Do this:
Render each line of the entries below as a Markdown table with two columns, Row for the row number and Line for the line itself, and omit any blank lines.

Entries from a collection:

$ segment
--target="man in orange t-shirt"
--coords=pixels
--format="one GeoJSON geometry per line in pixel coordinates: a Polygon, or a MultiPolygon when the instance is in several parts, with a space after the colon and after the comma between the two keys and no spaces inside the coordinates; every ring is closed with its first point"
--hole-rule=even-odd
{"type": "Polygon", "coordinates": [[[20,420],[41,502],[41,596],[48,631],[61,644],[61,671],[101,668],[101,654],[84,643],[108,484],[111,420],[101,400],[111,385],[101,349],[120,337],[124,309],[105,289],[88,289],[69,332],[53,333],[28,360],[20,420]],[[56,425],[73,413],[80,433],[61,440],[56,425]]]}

Problem solution:
| Row | Line |
|---|---|
| 1 | $ segment |
| 2 | --target="man in orange t-shirt" |
| 3 | --coords=pixels |
| 4 | --format="one GeoJSON geometry per line in pixel coordinates: a Polygon, or a MultiPolygon when the instance is in several parts, with a space after the colon and after the comma between the two keys and no spaces inside the coordinates; every ring is closed with its first point" |
| 5 | --hole-rule=even-odd |
| 6 | {"type": "Polygon", "coordinates": [[[20,420],[41,502],[41,596],[48,631],[61,644],[61,671],[101,668],[101,654],[84,643],[108,484],[111,420],[101,400],[111,385],[101,349],[120,337],[124,309],[105,289],[88,289],[69,332],[53,333],[28,360],[20,420]],[[56,425],[73,413],[80,433],[61,440],[56,425]]]} |